▸ **DATA FOR THIS TASK**:
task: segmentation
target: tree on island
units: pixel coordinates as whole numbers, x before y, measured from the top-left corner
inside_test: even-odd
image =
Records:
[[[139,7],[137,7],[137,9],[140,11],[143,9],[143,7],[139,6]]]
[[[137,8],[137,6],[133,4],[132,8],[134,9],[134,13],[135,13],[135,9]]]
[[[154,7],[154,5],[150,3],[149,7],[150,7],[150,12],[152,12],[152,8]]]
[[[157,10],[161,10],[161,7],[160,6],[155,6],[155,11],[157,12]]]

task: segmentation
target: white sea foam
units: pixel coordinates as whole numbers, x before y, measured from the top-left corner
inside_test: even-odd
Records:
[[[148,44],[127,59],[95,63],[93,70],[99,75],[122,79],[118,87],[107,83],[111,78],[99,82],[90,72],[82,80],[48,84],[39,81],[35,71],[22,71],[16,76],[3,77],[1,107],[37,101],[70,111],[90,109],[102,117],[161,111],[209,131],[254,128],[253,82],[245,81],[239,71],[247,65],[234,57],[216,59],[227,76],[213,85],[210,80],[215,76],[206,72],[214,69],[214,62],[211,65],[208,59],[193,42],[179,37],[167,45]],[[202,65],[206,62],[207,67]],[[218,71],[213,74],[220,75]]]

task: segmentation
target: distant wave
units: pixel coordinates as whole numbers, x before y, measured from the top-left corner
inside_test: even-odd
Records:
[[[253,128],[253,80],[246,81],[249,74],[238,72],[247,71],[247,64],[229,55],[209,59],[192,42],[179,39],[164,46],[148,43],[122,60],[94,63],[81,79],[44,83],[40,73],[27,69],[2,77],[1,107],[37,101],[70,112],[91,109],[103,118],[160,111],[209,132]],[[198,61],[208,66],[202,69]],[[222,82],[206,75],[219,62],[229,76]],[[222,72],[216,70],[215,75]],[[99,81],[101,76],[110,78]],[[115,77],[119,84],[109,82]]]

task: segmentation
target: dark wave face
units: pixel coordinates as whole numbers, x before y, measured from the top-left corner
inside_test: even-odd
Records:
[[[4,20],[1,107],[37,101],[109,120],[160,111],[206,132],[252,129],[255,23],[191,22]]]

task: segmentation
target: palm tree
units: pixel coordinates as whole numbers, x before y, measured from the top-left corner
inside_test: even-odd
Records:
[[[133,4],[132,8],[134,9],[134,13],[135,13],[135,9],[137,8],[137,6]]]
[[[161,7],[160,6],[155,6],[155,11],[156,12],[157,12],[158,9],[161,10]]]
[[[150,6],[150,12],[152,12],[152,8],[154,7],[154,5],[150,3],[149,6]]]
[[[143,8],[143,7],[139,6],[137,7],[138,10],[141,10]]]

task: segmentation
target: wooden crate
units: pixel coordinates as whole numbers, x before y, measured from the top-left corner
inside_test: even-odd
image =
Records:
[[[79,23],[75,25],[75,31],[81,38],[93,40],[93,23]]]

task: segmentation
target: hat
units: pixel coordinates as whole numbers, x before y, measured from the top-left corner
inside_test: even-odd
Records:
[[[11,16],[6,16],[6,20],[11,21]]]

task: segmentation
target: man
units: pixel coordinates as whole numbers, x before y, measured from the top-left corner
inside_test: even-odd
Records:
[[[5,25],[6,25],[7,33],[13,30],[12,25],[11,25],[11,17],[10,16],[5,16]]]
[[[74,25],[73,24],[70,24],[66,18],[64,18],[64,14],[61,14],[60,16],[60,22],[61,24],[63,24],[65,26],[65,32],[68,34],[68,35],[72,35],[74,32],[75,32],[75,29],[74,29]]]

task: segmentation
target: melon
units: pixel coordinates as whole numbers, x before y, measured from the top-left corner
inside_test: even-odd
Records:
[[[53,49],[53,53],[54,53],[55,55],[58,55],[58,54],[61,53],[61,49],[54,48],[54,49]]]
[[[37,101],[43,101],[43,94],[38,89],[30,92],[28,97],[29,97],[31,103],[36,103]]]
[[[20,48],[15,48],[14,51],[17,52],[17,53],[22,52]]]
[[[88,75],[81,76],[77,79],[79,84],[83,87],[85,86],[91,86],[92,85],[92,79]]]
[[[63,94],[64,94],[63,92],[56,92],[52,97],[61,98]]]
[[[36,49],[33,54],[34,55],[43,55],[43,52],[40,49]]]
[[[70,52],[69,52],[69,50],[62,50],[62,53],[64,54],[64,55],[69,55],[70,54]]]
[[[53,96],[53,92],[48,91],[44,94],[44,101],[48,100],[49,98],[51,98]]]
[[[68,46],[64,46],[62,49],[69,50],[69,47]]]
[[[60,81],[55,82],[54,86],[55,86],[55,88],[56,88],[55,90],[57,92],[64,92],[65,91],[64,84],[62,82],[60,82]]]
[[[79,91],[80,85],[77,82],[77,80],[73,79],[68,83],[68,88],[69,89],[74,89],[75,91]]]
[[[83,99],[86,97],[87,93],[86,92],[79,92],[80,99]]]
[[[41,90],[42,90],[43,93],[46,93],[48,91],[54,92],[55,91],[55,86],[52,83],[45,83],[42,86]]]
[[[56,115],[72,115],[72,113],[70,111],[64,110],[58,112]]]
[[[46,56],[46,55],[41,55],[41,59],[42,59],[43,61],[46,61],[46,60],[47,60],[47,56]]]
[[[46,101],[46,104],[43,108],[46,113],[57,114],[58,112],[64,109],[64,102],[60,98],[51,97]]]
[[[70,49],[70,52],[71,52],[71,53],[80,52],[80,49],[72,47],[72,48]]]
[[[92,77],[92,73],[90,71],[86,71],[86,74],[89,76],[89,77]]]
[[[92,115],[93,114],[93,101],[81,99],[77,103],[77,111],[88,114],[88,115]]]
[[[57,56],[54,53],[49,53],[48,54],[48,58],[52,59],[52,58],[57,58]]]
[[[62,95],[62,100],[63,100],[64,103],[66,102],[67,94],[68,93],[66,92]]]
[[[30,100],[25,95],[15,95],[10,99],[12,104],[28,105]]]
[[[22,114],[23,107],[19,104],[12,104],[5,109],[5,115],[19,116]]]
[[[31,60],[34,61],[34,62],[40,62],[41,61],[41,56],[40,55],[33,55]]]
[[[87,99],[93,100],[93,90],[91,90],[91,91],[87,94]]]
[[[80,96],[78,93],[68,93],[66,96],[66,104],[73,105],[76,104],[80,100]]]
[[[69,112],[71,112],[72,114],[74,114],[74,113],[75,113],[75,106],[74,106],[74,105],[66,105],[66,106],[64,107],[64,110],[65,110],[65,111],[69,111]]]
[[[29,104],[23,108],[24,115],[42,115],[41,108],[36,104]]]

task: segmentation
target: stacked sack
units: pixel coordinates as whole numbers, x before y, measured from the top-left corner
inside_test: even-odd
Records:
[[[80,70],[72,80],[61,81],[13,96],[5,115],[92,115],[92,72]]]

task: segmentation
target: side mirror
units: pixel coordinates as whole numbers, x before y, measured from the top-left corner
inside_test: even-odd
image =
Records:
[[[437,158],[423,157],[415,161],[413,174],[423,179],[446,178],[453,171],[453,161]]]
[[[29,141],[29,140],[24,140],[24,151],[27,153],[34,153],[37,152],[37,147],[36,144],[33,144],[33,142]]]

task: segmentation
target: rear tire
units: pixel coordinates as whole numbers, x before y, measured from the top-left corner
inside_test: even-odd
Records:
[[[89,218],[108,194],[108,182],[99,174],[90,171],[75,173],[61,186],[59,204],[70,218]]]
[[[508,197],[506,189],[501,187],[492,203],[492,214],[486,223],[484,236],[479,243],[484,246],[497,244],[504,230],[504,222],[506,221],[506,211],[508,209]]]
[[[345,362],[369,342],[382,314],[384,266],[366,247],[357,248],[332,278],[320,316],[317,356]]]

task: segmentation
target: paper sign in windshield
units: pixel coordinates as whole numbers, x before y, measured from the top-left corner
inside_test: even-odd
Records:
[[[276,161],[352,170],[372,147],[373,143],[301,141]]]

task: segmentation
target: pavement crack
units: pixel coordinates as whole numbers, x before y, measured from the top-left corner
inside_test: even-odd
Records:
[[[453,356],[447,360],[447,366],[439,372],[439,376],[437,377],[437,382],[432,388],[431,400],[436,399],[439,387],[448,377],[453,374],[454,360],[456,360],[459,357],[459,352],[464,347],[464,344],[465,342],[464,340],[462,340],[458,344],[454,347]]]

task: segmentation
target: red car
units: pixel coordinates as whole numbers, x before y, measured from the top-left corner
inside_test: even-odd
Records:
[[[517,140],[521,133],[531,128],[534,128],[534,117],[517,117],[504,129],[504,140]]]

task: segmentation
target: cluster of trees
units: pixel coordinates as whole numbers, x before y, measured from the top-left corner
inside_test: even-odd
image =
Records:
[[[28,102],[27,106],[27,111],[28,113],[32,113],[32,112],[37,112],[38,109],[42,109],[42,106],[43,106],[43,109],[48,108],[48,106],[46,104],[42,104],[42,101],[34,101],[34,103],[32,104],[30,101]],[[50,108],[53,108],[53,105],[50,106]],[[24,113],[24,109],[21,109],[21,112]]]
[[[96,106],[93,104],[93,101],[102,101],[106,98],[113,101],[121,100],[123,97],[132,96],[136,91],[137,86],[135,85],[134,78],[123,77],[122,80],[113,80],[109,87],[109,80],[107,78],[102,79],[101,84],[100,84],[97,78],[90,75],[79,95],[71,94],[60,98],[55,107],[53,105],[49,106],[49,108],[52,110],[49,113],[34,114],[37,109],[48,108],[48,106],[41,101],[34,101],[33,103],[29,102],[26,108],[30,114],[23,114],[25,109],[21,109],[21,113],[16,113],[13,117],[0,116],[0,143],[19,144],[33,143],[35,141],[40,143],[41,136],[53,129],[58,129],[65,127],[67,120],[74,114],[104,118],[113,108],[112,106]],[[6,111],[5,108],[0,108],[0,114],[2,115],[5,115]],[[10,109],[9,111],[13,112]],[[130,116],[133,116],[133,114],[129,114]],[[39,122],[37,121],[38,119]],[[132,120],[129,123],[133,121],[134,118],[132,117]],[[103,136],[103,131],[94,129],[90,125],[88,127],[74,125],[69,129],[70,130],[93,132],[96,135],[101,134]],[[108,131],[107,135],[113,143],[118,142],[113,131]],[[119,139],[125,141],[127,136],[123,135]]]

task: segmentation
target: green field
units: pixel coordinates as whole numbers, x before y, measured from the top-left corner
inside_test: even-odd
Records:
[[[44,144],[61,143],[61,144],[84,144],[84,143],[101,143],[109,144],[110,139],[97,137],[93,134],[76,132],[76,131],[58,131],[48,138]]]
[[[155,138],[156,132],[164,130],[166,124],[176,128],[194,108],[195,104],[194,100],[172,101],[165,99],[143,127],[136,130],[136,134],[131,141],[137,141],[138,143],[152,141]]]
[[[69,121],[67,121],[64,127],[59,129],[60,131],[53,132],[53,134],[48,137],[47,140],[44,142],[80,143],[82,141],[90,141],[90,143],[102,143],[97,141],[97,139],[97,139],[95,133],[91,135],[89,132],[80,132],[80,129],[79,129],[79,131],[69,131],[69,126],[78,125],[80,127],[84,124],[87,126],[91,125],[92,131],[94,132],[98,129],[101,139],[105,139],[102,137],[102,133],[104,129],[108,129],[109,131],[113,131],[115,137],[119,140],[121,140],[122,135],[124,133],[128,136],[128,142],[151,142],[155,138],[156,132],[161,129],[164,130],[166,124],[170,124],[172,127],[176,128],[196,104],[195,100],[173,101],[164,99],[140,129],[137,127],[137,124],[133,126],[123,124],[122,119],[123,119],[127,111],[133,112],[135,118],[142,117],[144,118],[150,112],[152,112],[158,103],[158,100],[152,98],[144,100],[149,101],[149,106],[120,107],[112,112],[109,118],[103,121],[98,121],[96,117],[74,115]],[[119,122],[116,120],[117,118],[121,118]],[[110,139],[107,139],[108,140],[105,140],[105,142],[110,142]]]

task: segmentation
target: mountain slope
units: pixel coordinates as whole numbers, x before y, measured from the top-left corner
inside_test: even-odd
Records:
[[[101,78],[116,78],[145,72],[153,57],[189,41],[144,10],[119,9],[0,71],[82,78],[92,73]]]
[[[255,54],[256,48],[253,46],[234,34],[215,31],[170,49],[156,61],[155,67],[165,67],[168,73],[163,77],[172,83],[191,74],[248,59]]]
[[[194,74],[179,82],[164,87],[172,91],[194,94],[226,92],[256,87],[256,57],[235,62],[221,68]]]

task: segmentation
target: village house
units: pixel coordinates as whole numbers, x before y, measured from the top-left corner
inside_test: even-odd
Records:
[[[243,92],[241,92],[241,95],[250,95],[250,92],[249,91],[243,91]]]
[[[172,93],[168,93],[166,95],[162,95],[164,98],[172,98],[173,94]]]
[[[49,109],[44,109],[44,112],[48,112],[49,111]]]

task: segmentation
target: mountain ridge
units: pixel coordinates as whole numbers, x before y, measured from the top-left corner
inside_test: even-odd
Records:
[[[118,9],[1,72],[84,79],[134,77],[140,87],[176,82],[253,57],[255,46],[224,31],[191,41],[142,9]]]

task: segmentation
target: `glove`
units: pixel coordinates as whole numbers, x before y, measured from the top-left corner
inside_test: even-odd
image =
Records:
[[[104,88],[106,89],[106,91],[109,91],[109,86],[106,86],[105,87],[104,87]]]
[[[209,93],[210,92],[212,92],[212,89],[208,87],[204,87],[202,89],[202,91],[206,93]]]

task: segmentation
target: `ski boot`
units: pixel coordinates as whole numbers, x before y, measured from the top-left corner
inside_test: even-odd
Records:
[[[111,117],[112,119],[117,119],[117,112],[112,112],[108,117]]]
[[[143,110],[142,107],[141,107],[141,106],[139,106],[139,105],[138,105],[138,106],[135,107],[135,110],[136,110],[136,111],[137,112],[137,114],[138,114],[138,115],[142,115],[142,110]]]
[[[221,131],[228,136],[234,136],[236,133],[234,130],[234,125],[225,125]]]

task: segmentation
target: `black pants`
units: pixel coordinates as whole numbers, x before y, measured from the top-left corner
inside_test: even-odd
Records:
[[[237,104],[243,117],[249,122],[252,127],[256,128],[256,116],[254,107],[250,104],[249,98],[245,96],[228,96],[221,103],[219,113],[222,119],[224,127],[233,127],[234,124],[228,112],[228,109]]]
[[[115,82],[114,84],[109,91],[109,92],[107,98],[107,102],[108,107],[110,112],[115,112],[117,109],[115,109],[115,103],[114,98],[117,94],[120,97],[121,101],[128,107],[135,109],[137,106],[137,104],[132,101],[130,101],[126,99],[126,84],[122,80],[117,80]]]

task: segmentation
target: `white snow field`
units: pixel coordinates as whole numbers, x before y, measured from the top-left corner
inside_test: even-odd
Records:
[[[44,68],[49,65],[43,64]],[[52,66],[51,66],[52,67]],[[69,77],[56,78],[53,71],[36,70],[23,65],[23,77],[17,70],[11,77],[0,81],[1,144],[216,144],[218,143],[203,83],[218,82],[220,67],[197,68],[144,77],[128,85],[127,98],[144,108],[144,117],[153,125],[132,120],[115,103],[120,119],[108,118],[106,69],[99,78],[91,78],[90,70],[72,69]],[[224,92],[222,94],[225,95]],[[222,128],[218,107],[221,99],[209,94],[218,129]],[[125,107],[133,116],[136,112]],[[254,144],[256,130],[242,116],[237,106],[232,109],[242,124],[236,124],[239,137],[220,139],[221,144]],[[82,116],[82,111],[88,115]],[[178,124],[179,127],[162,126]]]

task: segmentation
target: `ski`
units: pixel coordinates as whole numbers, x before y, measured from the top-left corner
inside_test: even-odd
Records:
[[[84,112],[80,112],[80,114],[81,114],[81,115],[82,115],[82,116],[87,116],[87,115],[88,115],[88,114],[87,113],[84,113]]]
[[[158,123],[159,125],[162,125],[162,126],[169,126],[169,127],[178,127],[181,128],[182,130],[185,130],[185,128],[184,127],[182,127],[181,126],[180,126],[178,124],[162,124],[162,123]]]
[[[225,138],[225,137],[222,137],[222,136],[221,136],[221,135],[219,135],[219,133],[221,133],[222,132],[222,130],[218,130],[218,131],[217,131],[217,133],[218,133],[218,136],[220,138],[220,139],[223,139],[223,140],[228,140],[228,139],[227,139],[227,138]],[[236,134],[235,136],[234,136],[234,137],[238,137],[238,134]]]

▸ **PROMPT**: Copy out every line of the listing above that contains the string "wave". The match is case-sensitive.

▸ **TASK RESPONSE**:
target: distant wave
target: dark wave face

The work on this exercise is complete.